YOUR ASSIGNMENT
The listing below is to be reproduced in full, character for character.

DATA SUPPLIED

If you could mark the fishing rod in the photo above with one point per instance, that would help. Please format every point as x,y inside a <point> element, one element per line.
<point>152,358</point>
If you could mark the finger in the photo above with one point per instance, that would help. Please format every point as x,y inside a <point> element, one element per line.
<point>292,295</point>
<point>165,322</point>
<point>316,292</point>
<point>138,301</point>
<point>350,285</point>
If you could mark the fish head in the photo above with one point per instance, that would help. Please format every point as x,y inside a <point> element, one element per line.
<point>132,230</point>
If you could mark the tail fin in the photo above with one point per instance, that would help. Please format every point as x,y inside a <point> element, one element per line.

RESPONSE TO THIS TASK
If you could mark the fishing rod in the photo above with one point per instance, that would help. Please format every point as x,y inside a <point> element, one element per line.
<point>152,358</point>
If you could mark the finger in the photo above with one point per instance, that would help. Please format every point as x,y inside a <point> element, one element per line.
<point>292,295</point>
<point>165,322</point>
<point>316,292</point>
<point>138,301</point>
<point>350,285</point>
If you could mark the fish head in the photo above with one point per instance, that would help. Please format every point as x,y inside a <point> element, one element per line.
<point>132,230</point>
If you could mark the tail fin in the photo above with one point per instance, that would help. Please format every point as x,y inside a <point> element, one element per line.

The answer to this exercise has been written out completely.